Only the final stretch of lines is needed: output exactly the line containing "detect_objects — Locates the specified soldier's" and all lines following it in the listing below.
---+---
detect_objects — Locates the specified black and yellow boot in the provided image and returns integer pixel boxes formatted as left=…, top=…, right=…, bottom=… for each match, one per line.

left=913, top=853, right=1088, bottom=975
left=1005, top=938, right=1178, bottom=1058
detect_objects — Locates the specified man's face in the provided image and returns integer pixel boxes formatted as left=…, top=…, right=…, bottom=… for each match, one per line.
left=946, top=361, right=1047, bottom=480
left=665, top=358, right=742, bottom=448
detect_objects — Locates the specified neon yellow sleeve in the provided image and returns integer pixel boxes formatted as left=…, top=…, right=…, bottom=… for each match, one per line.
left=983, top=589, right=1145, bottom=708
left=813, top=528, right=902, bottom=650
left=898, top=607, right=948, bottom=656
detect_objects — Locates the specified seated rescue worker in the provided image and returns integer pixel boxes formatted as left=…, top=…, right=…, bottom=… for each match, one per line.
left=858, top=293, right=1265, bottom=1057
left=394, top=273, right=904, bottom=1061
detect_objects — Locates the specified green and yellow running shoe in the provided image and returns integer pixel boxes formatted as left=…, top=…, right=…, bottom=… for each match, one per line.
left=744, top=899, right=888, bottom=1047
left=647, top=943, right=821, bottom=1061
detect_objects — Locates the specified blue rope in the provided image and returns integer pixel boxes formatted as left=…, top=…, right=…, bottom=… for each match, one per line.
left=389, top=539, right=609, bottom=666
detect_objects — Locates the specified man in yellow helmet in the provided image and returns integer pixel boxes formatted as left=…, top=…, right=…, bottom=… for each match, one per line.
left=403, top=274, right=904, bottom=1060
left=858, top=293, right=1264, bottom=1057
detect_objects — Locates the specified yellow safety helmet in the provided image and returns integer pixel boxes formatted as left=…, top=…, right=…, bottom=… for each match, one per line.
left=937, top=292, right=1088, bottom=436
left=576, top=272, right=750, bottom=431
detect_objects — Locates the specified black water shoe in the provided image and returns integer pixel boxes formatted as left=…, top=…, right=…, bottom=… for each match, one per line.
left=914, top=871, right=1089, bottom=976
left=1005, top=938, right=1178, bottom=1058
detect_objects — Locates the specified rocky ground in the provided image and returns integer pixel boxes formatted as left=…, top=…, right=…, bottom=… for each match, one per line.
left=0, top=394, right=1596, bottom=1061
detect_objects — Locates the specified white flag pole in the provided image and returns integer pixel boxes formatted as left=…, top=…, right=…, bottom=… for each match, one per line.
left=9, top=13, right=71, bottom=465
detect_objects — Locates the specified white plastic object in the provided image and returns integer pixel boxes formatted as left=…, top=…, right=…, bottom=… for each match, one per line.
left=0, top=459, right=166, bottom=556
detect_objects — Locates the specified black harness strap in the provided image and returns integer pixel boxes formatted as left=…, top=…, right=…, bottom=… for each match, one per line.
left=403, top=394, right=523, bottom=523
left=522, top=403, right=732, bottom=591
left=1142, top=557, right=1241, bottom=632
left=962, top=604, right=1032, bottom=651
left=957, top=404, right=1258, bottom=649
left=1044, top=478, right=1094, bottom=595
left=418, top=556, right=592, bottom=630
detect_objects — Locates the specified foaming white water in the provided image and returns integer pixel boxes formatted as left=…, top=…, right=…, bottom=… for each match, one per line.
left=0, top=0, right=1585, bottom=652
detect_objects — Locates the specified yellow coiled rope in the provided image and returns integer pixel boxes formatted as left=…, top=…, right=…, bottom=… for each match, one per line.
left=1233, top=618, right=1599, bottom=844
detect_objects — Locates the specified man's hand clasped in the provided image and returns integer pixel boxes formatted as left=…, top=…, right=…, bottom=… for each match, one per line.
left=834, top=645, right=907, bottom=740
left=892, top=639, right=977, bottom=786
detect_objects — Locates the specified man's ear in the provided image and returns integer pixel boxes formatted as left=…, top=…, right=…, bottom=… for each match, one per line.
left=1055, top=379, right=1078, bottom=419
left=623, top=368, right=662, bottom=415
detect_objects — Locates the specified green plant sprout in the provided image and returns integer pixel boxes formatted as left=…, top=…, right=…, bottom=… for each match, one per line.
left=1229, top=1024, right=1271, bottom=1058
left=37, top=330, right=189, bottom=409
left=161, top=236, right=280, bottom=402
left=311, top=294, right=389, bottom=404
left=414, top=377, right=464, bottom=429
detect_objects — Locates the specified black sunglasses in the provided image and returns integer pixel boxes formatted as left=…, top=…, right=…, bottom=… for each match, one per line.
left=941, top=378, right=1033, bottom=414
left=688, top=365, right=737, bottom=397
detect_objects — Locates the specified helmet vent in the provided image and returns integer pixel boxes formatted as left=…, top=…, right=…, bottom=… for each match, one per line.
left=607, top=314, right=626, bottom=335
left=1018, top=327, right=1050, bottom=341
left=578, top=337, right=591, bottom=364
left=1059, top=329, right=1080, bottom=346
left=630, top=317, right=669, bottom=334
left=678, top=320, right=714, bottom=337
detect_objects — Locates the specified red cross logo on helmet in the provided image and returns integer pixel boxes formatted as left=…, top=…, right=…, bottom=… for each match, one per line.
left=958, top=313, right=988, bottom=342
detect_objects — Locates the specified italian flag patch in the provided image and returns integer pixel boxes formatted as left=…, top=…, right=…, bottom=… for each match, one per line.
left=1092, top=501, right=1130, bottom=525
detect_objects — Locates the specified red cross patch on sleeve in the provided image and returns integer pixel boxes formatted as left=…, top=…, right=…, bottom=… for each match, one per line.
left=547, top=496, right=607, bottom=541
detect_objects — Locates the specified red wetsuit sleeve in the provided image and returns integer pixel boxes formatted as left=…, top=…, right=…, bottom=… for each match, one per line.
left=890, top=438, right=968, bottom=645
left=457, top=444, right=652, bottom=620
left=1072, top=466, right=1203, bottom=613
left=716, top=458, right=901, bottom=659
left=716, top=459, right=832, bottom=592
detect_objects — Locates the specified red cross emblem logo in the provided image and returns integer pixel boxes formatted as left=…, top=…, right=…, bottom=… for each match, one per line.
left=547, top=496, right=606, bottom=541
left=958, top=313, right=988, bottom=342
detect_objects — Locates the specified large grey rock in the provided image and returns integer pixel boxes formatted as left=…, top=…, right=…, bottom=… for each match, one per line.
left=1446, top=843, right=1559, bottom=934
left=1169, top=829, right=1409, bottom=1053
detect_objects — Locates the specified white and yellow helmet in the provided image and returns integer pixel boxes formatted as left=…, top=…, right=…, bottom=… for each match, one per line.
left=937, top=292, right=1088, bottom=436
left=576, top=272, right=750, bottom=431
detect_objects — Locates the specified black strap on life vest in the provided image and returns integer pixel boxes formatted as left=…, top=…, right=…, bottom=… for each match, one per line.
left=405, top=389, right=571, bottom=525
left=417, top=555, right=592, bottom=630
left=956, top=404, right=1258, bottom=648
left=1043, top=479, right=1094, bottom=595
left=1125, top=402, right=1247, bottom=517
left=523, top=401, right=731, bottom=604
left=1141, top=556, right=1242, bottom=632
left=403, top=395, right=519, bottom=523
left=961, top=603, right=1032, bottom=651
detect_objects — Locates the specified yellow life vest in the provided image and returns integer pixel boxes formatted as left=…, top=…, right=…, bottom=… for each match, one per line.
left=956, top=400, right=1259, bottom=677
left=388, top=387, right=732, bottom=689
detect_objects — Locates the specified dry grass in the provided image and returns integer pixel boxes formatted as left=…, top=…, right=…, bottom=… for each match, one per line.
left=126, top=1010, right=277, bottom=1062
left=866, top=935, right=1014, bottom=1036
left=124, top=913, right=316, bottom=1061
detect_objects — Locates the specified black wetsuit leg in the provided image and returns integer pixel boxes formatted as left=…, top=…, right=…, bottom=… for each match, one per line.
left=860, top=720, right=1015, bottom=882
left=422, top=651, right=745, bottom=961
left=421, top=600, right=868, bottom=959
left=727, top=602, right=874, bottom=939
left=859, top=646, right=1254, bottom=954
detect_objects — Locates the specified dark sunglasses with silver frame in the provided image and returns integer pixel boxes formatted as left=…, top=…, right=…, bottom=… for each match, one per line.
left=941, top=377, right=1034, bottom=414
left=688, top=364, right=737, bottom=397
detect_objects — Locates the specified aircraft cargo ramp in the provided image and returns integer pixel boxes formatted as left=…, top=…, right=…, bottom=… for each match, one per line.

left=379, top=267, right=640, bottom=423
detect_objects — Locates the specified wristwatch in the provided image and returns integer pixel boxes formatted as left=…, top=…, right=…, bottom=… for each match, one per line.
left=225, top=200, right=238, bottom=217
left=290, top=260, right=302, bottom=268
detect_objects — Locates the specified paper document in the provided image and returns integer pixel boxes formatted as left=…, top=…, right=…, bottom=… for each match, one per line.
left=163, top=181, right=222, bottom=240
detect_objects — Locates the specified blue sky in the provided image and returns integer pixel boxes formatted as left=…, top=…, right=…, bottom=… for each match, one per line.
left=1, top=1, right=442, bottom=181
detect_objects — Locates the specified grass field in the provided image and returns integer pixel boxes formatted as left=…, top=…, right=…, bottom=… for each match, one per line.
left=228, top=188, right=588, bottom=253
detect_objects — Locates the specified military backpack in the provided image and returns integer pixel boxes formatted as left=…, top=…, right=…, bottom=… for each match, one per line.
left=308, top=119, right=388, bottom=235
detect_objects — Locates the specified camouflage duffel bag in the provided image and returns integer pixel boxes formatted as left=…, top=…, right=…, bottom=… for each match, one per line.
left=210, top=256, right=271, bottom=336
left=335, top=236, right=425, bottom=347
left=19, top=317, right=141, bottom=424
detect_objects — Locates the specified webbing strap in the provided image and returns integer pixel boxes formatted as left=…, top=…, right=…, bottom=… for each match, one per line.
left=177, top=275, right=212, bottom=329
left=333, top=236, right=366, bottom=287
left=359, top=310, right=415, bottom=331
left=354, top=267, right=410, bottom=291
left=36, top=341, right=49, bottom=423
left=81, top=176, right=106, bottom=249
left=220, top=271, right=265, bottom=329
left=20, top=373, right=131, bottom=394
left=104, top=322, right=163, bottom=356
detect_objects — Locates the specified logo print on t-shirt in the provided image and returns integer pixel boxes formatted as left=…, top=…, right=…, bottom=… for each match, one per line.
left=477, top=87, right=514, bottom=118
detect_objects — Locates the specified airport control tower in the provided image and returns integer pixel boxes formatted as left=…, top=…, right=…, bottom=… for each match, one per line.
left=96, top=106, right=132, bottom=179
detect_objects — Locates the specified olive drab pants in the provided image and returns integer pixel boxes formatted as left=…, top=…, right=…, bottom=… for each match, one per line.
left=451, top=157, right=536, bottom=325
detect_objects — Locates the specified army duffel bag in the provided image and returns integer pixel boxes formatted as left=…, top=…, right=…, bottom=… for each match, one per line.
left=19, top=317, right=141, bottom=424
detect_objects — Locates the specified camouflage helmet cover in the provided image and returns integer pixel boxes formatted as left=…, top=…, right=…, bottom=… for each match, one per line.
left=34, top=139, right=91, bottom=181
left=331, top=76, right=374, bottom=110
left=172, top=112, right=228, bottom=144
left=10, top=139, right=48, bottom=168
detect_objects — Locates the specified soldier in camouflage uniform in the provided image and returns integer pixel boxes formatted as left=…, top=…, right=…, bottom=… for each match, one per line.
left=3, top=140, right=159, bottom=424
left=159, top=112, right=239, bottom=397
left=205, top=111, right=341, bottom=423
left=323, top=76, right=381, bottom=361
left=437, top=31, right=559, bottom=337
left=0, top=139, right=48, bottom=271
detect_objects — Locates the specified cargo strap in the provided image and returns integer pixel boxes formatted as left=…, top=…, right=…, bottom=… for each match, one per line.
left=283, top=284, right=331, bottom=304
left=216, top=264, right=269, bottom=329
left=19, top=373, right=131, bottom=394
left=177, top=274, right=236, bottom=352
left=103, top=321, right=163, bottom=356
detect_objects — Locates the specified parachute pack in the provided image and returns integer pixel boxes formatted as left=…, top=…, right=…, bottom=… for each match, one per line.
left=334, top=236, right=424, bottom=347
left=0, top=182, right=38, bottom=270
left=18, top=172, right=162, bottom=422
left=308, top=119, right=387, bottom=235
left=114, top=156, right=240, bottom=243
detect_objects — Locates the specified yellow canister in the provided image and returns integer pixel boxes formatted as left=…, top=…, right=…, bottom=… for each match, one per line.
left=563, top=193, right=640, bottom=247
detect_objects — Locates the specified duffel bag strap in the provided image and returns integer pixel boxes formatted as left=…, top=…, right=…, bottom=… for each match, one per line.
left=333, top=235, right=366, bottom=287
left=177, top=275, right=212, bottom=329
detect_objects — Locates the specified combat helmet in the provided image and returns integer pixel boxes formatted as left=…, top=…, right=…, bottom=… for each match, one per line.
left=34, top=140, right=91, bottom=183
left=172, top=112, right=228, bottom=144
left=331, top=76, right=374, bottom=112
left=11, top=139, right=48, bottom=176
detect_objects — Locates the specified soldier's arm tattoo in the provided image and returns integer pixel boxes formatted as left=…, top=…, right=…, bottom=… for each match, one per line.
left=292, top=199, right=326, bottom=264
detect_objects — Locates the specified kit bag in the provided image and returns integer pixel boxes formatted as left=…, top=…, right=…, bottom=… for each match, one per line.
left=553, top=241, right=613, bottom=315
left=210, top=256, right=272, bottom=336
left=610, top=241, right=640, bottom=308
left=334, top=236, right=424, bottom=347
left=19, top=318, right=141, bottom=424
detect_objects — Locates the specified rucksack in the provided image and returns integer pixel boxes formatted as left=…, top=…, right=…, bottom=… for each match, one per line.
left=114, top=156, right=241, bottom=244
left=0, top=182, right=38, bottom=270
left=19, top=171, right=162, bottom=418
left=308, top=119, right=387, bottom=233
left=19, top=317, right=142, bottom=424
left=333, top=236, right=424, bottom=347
---+---
● **Reply to the task**:
detect_objects — Locates the specified soldier's arm tattoo in the provided image and returns integer pixel boxes formatted as left=…, top=…, right=…, bottom=… for each match, one per line.
left=292, top=199, right=326, bottom=264
detect_objects — Locates the specified kit bag in the provided image and returns integer pixel boxes formatted as left=…, top=…, right=…, bottom=… for each match, one per line.
left=553, top=241, right=613, bottom=315
left=210, top=256, right=272, bottom=336
left=610, top=241, right=640, bottom=308
left=334, top=236, right=424, bottom=347
left=19, top=318, right=141, bottom=424
detect_objects — Locates the specified rucksack in the provided image and returns integer pixel boxes formatted as left=…, top=…, right=…, bottom=… for each match, one per line.
left=114, top=156, right=241, bottom=244
left=0, top=182, right=38, bottom=270
left=19, top=171, right=162, bottom=418
left=308, top=119, right=387, bottom=233
left=19, top=317, right=142, bottom=424
left=333, top=236, right=424, bottom=347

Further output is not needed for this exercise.